## Work required:
Revise the records from the line containing "For every instance of the backpack strap, the" through the end of the records, inclusive, by replacing "arched window" with "rounded window". Reproduce only those lines, with everything else unchanged.

## Data entries:

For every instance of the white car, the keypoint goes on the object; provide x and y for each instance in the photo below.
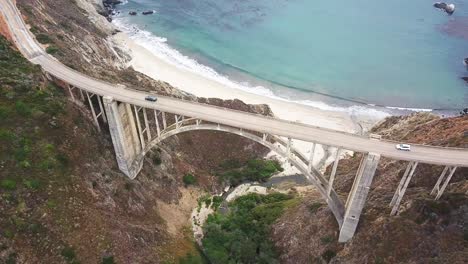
(151, 98)
(404, 147)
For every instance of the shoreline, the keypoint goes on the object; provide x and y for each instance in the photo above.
(144, 61)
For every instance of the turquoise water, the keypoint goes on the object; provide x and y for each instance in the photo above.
(391, 53)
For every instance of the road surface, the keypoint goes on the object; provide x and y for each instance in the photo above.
(33, 51)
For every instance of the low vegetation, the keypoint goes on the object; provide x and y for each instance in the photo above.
(255, 170)
(189, 179)
(30, 153)
(242, 235)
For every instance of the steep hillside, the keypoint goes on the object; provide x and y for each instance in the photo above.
(426, 231)
(62, 198)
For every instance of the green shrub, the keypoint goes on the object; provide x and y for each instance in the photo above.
(69, 254)
(52, 50)
(11, 258)
(255, 170)
(4, 112)
(157, 160)
(313, 208)
(32, 184)
(6, 135)
(189, 179)
(328, 255)
(326, 239)
(242, 235)
(43, 38)
(8, 184)
(108, 260)
(23, 109)
(217, 201)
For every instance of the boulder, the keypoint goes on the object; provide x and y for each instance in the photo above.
(448, 8)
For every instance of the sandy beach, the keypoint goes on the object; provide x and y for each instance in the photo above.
(148, 63)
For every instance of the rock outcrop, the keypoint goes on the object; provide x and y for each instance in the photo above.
(426, 231)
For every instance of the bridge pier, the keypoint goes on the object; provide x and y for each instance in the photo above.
(400, 192)
(437, 188)
(357, 196)
(124, 136)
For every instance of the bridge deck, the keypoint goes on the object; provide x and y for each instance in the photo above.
(274, 126)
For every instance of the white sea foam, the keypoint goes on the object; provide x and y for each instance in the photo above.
(159, 47)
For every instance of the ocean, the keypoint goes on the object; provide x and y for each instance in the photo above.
(328, 54)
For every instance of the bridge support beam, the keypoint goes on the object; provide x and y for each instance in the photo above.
(311, 157)
(124, 136)
(400, 192)
(357, 196)
(333, 173)
(437, 188)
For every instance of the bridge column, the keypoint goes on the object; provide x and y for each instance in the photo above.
(437, 188)
(357, 196)
(124, 136)
(400, 192)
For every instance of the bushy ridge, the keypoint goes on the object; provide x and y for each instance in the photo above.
(242, 235)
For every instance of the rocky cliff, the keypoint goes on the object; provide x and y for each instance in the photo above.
(71, 204)
(425, 231)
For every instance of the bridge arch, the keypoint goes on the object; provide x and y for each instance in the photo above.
(293, 156)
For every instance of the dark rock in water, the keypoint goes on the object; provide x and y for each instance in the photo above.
(440, 5)
(448, 8)
(109, 8)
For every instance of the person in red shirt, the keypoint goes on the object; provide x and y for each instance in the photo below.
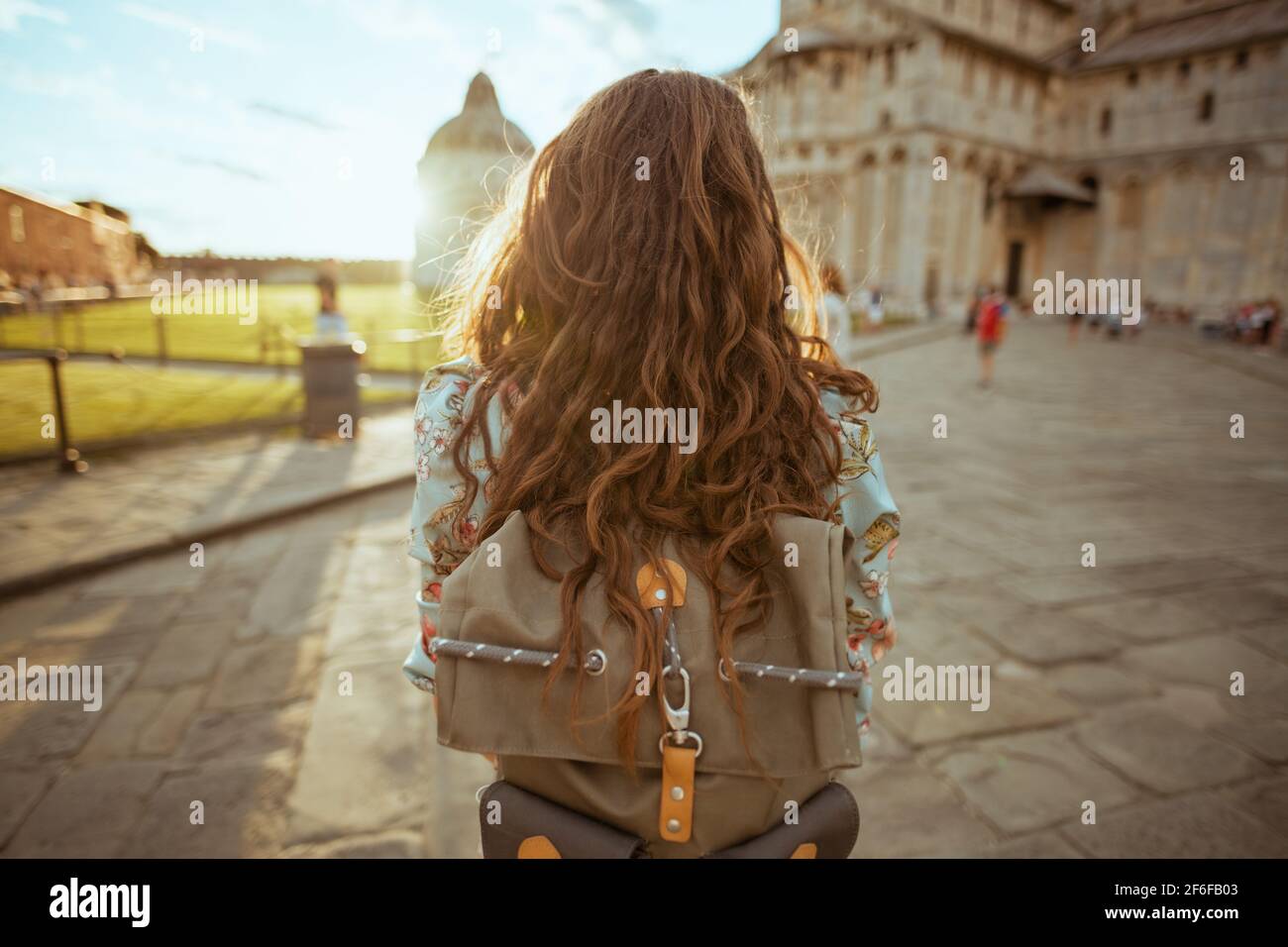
(991, 329)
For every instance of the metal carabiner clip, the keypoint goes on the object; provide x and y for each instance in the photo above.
(678, 718)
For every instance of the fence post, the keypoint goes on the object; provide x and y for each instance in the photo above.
(69, 460)
(161, 351)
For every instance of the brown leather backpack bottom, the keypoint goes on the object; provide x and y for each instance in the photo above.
(566, 809)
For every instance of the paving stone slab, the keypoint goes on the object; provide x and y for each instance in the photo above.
(1031, 781)
(246, 733)
(376, 732)
(1016, 705)
(906, 810)
(244, 810)
(270, 672)
(1201, 825)
(88, 813)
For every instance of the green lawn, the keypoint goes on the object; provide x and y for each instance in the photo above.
(119, 401)
(283, 313)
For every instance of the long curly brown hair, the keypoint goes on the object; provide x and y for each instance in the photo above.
(640, 257)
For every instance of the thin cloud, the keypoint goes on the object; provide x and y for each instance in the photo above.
(228, 167)
(13, 11)
(245, 42)
(299, 118)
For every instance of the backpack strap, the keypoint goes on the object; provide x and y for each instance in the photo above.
(679, 746)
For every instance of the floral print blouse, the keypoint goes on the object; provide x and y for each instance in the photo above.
(441, 544)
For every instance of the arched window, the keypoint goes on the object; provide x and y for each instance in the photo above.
(1131, 204)
(1207, 106)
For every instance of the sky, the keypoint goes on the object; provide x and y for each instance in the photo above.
(294, 127)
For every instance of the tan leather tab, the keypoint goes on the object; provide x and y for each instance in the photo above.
(537, 847)
(648, 583)
(675, 819)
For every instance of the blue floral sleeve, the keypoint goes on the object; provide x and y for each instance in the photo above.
(868, 512)
(439, 539)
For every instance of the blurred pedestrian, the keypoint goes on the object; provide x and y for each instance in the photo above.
(833, 311)
(991, 329)
(876, 308)
(330, 321)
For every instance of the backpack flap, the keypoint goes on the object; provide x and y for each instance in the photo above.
(500, 626)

## Answer to this task:
For every instance of the backpack strap, the keypoint goes on the object; provide x and y for each instance in the photo above.
(679, 746)
For every instance of the floral print blouse, the keypoint goes on the object; provide x and y for each instance in the photo above.
(441, 544)
For every instance of the rounded window, the keypoint goes on the object; provide x and y for each instance in the photo above.
(1131, 204)
(1207, 106)
For every instance of the sky, the keypoint goes on the object; provide x and y for each instance in the photo above.
(294, 127)
For every instance of the tan leather tab, the keypoint goes on the object; provide x and y for each instance in the photo above.
(537, 847)
(648, 583)
(675, 819)
For every instance of the blue floral sleeve, the keypoint goes on the object; provide x and y for each instance in the photo above.
(868, 512)
(439, 539)
For every instance of the blurred pedestrian, the keypoint goes on the object; provide x and y for each instance in the photo above.
(833, 311)
(991, 329)
(876, 308)
(330, 321)
For every instance of the backpack flap, the keypoint goes on the object; provide x and y for each instance in the photo above.
(500, 626)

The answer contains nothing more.